§ WHAT THE EXERCISE ASKS
Reproduce the rows from the start of the recorded data through the line containing "87L100 87L99 66L86", including both ends, and leave the pictures out of your answer.

** Start ITEMS **

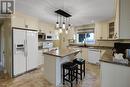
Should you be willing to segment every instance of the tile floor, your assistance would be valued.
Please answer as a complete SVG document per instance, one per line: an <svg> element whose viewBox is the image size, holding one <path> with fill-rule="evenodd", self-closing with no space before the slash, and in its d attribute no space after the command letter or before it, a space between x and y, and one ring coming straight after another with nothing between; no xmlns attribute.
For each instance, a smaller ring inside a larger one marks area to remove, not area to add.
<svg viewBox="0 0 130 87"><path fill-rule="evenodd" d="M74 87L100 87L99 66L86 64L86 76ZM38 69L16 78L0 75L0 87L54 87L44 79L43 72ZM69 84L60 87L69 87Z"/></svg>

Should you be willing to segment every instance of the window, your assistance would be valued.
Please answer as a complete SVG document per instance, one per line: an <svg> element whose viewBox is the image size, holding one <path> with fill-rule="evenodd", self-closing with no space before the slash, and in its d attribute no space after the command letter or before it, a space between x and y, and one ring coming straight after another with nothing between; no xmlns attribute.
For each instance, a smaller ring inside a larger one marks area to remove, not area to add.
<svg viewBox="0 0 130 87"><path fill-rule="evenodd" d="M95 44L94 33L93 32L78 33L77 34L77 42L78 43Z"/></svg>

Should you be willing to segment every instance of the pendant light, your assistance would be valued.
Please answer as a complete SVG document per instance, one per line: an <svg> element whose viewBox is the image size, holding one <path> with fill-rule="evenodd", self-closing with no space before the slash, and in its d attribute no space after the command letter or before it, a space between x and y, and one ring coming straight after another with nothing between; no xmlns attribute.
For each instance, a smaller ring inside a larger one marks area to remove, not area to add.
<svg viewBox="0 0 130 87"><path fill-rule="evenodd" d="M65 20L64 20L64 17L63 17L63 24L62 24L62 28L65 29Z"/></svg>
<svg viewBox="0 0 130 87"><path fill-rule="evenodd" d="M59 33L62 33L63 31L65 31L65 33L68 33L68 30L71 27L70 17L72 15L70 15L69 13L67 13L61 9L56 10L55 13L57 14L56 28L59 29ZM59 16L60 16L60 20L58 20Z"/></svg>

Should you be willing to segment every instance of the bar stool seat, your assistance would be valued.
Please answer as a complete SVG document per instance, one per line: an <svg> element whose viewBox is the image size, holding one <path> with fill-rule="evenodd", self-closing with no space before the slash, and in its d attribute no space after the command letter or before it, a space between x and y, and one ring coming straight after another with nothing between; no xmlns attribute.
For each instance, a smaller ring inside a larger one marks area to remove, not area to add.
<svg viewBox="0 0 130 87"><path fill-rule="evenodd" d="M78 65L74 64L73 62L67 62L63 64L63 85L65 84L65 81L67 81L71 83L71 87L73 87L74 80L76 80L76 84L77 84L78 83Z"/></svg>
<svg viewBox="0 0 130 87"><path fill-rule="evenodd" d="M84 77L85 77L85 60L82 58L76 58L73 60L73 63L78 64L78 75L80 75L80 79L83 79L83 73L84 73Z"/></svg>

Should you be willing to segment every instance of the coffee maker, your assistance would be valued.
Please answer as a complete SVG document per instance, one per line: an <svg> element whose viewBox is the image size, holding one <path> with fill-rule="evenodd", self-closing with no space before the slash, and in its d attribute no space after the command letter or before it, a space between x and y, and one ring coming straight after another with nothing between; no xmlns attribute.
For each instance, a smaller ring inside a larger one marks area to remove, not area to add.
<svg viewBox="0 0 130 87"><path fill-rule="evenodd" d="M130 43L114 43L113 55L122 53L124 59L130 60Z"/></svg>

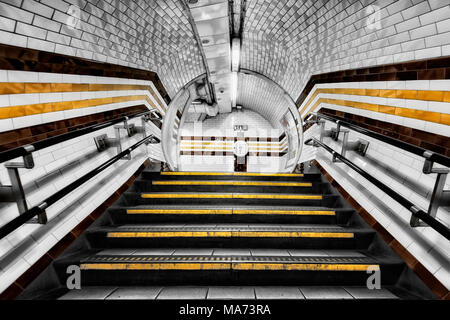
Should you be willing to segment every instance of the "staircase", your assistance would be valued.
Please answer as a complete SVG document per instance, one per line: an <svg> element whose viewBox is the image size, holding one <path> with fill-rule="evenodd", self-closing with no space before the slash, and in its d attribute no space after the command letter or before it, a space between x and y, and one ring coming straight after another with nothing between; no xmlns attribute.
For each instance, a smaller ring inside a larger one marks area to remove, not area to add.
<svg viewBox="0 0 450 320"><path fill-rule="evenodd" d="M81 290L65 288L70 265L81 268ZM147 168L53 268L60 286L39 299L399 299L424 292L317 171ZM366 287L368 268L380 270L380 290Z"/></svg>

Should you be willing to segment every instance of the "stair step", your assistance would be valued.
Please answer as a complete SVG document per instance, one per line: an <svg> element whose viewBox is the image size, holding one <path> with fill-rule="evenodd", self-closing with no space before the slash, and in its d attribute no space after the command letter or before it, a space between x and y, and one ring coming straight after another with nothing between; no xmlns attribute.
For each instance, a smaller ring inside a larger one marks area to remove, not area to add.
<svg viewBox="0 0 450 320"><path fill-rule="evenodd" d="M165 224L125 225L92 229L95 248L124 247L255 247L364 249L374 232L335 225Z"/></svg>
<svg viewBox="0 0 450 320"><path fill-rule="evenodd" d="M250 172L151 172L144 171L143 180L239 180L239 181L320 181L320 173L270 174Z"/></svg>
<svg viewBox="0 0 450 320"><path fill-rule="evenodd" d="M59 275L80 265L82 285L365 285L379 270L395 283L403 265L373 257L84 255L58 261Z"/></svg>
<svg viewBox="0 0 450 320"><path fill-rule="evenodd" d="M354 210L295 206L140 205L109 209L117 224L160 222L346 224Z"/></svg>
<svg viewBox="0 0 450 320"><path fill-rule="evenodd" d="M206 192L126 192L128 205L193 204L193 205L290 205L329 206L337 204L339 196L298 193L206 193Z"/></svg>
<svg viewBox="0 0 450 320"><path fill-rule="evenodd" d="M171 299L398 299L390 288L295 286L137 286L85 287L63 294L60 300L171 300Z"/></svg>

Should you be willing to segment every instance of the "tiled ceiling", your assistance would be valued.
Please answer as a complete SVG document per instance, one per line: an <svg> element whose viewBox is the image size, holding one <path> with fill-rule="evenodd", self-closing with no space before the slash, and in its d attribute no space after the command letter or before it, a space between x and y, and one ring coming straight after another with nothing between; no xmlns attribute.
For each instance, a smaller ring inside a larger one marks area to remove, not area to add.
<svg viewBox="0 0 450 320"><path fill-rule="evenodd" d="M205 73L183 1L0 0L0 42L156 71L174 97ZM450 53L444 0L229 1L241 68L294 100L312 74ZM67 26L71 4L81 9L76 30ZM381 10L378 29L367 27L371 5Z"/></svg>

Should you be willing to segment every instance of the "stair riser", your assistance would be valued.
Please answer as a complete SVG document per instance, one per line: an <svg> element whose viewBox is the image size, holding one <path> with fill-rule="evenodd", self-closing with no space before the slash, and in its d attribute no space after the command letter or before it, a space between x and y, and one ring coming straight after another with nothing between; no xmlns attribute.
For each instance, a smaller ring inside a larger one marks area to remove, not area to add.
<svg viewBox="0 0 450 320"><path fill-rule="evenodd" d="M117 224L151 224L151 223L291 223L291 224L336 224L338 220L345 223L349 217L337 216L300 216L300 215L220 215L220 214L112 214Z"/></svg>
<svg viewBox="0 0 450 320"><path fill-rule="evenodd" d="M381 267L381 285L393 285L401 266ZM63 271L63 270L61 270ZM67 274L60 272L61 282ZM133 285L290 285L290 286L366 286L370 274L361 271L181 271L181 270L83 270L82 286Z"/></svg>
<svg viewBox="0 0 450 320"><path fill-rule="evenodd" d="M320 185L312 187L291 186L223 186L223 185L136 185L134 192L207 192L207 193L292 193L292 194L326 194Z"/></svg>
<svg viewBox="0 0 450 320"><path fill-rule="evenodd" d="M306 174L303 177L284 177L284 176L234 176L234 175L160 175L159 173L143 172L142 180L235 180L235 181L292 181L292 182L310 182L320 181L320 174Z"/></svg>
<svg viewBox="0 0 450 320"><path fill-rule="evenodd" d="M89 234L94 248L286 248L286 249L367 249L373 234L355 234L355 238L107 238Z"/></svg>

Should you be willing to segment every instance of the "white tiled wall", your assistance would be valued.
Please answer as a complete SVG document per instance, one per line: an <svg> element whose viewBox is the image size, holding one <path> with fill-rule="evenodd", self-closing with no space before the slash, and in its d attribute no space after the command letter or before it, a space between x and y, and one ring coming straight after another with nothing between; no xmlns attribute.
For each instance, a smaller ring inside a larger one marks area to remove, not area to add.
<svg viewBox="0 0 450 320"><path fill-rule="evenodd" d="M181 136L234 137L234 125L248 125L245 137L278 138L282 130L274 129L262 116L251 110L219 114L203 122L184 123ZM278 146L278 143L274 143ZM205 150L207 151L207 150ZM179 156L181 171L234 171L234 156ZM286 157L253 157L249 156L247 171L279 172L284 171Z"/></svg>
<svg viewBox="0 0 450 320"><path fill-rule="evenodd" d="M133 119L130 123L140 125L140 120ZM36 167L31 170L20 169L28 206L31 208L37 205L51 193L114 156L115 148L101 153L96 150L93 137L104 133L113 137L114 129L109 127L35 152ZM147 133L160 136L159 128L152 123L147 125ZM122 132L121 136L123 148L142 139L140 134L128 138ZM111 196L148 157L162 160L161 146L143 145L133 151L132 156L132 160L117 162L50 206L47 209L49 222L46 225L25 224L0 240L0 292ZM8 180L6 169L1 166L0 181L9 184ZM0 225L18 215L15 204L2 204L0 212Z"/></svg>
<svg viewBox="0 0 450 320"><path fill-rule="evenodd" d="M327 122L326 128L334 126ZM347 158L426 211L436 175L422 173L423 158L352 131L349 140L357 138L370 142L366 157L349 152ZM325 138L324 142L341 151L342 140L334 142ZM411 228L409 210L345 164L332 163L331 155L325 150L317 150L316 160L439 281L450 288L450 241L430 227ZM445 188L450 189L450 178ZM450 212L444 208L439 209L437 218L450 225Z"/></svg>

** End ITEMS **

§ EXERCISE RESPONSE
Should you be willing to segment every instance of the tile floor, your assistance would be valued.
Please answer as a complete SVG document per instance, one per line: an <svg> element whose viewBox is the image size, holding one <path> with fill-rule="evenodd", self-closing with no space before the slash, and in its d attribute no space after the command letter or before it, a space between x and y, and one ring coming straight after another with nothing between; no xmlns attribute.
For each instance, a smaller ring inside a larger one marks area to remove, not area to add.
<svg viewBox="0 0 130 87"><path fill-rule="evenodd" d="M74 87L100 87L99 66L86 64L86 76ZM38 69L16 78L0 75L0 87L54 87L44 79L43 72ZM69 84L60 87L69 87Z"/></svg>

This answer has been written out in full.